→ **Written exercise**
Show every line of the records that contains the word "shingle".

====================

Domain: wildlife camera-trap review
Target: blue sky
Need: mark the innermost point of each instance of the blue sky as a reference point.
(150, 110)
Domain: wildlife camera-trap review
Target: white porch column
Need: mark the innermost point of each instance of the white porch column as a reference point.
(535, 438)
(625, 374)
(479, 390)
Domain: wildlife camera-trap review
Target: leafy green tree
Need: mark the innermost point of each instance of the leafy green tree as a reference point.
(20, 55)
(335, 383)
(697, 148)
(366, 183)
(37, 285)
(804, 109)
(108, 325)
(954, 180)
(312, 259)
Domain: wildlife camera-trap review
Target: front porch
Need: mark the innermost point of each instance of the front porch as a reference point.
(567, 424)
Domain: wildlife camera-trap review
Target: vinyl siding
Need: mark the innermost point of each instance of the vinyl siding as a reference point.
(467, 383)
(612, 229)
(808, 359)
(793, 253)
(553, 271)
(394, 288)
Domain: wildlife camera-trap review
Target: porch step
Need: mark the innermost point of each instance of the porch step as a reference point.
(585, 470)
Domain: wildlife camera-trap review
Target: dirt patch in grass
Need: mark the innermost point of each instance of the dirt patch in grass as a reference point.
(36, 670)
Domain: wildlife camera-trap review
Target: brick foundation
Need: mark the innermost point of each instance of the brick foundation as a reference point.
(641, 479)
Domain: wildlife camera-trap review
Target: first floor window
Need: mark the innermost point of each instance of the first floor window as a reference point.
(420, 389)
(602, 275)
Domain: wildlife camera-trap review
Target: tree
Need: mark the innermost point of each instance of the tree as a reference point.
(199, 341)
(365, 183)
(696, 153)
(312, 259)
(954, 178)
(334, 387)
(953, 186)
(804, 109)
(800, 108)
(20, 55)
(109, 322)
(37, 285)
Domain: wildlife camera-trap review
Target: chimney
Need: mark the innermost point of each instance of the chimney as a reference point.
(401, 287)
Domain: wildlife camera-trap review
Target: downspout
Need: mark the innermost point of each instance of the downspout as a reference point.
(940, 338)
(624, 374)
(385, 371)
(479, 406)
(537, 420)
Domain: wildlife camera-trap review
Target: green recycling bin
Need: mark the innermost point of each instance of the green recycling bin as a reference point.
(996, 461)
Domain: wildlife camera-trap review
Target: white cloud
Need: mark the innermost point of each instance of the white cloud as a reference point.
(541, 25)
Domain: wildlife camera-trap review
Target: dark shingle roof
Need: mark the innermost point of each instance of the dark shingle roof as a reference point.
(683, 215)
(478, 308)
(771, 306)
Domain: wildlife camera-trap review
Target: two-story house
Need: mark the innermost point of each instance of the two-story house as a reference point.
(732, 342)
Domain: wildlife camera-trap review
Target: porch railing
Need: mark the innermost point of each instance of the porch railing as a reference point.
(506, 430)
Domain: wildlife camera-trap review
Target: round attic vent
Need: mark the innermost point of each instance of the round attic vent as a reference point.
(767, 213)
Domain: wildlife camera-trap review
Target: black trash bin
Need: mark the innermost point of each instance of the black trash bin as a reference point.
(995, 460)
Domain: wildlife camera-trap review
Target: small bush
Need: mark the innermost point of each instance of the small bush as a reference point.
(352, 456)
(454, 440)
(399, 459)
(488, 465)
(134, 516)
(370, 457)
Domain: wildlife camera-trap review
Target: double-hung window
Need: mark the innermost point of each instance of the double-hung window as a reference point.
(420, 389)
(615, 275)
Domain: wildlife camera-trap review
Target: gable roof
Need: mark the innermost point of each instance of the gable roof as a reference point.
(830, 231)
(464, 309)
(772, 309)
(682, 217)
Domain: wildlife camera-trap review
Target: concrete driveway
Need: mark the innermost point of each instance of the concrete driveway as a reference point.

====================

→ **Result below**
Target: dark shingle roof
Need: mark the innermost point of each instance of the dark shingle roof as a reference point.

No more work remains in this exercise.